### [Your goal]
Output the entries verbatim, including every line.

### [Data excerpts]

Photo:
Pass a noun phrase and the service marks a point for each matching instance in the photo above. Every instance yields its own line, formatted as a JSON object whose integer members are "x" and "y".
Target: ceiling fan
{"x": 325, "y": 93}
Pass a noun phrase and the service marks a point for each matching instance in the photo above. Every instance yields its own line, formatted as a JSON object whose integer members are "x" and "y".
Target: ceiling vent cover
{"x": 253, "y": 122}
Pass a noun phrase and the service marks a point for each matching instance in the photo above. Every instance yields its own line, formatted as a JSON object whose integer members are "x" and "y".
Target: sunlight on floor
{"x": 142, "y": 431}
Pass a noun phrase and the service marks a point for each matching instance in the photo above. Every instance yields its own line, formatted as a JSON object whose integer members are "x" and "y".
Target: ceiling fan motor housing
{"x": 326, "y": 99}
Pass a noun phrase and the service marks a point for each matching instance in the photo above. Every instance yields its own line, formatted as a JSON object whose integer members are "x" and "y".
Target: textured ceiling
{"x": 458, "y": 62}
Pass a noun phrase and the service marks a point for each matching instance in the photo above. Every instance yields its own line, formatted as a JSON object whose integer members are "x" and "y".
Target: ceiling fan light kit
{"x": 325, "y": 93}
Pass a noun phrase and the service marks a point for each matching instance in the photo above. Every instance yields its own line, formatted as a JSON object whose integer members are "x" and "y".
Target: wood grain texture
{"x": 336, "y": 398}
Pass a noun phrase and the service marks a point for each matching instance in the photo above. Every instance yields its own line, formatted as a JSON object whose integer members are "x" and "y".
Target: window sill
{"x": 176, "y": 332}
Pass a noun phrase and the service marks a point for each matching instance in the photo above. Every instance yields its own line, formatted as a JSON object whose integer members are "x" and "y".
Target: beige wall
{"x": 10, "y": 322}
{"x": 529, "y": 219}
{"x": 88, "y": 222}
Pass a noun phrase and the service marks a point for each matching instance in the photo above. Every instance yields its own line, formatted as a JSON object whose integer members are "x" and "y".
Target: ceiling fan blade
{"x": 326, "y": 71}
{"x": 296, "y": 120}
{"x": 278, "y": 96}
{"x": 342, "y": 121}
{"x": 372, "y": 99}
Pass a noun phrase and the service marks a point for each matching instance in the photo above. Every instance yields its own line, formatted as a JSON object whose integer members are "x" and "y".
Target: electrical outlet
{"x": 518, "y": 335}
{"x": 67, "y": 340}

### [Solution to the exercise]
Photo:
Pass a noun phrase and the service marks a point for each matching instance in the photo above. Every instance yields its own line, formatted as a JSON object whose integer members are "x" and "y".
Target: ceiling fan
{"x": 325, "y": 93}
Pass a noun phrase and the service marks a point for each matching instance in the photo above. Every instance yields its own line, formatted as a JSON object whose integer members are "x" and "y".
Target: ceiling vent cover
{"x": 253, "y": 122}
Pass a noun phrase and the service marks a point for each matching instance in the photo above. Every instance yields its own line, formatted as a JSON object whose integer members are "x" and "y".
Target: sunlight on floor
{"x": 142, "y": 431}
Pass a noun phrase and the service marks a point for each matching instance in the photo above. Every instance yields its own line, formatted as a JSON object whose integer members are "x" and "y".
Target: ceiling fan motor housing
{"x": 326, "y": 99}
Pass a noun phrase and the service marks a point for each matching instance in the photo above. Every instance yields its own line, formatted as a JSON object whose integer members are "x" and "y".
Target: textured ceiling
{"x": 458, "y": 62}
Pass a noun phrase and the service marks a point for each matching instance in the photo above. Every instance yields its own line, formatted as a JSON object whose integer members are "x" and "y".
Target: ceiling fan light kit
{"x": 325, "y": 93}
Pass a noun phrase and the service marks a point for each matching instance in the photo above. Every instance yields its own line, formatted as a JSON object whose integer members are "x" and "y".
Target: wood grain texture
{"x": 336, "y": 398}
Pass a noun phrase and the service marks a point for each matching instance in the photo above. Every instance yields its own line, formatted as a JSON object whose integer members are "x" and "y".
Target: window sill
{"x": 176, "y": 332}
Pass a noun phrase and the service marks a point for each matching instance in the photo above. Every instance yields its own line, formatted as a JSON object whose integer members are "x" and "y".
Target: beige wall
{"x": 10, "y": 322}
{"x": 529, "y": 219}
{"x": 88, "y": 222}
Pass a noun phrase and the service marks a point for each matching instance in the photo above. Every instance yields its own line, formatted as a JSON object whose integer members are "x" and "y".
Target: ceiling fan blade
{"x": 326, "y": 71}
{"x": 296, "y": 120}
{"x": 278, "y": 96}
{"x": 342, "y": 121}
{"x": 372, "y": 99}
Pass a noun phrase and the service marks a point for each matching instance in the photo above. Every instance yields its own line, formatted as a JSON object whose integer members are "x" and "y".
Target: electrical outlet
{"x": 518, "y": 335}
{"x": 67, "y": 340}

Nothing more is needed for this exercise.